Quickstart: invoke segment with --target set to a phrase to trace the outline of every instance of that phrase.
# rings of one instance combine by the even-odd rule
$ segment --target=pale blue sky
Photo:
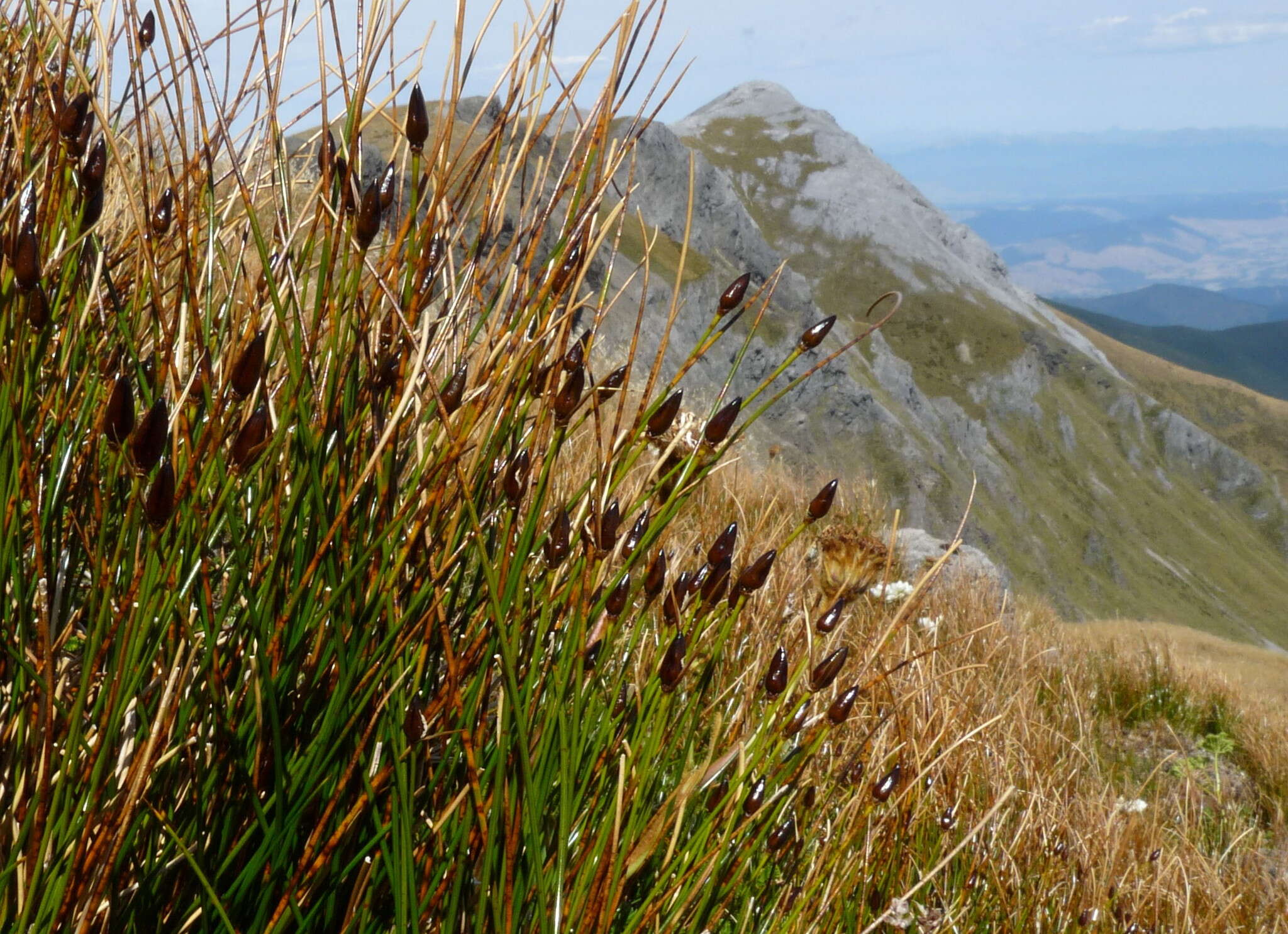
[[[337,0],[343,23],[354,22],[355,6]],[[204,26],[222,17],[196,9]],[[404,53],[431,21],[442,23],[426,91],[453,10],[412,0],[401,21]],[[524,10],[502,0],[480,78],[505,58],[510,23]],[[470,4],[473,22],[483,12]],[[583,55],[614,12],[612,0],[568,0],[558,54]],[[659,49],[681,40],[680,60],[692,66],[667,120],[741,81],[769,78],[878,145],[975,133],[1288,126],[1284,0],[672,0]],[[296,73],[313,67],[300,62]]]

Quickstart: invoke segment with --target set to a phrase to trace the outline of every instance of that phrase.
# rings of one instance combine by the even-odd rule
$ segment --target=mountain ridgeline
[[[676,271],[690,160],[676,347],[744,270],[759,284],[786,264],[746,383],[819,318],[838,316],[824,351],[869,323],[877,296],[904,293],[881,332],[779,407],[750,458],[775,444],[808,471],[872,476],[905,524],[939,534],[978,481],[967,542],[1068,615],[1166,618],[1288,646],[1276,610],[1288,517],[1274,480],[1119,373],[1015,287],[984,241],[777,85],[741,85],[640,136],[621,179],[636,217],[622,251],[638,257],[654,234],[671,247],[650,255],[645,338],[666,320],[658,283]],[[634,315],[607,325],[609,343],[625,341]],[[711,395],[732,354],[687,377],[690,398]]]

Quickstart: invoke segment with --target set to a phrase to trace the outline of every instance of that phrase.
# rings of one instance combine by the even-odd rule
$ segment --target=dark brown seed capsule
──────
(REQUIRED WORK) Arrange all the lines of the items above as a numbered list, omitting blank lines and leaving the picture out.

(TASK RESULT)
1. Quickstart: invoke segment with --target set to a phrase to trace the outline of every instance of that phrase.
2. # rings of one instance combine by the even-odd rule
3. $ segment --target=pale blue sky
4. Photo:
5. [[[337,0],[343,23],[354,22],[355,6]],[[204,26],[222,17],[196,9]],[[404,53],[431,21],[442,23],[426,91],[453,10],[412,0],[401,21]],[[524,10],[502,0],[480,78],[505,58],[510,23]],[[470,4],[473,22],[483,12]],[[583,55],[614,12],[612,0],[568,0],[558,54]],[[659,49],[681,40],[680,60],[692,66],[667,120],[741,81],[769,78],[878,145],[975,133],[1288,126],[1284,0],[672,0]],[[296,73],[313,67],[300,62]]]
6. Quickstart: invoke segment with --target set to a phrase to trace the outline of every instance of that phrase.
7. # rings of one instance combine by the even-odd rule
8. $ segment --target=mountain ridgeline
9. [[[676,271],[690,160],[676,347],[744,270],[759,284],[786,264],[746,383],[819,318],[838,316],[824,351],[869,323],[877,296],[904,293],[881,332],[779,407],[750,458],[775,444],[808,471],[872,476],[905,524],[939,534],[978,481],[967,542],[1068,615],[1166,618],[1288,646],[1276,610],[1288,517],[1274,480],[1119,373],[1015,287],[984,241],[777,85],[741,85],[640,136],[621,179],[636,217],[622,251],[638,257],[654,234],[671,247],[650,255],[645,338],[666,320],[658,283]],[[634,315],[607,325],[609,343],[625,341]],[[711,395],[732,354],[687,377],[690,398]]]
10. Quickstart: invoke segment with --target set to a phrase to trace the outline of every instance of that phrase.
11. # rings of one instance combine by the even-odd rule
12. $ segment --target=dark brown seed capsule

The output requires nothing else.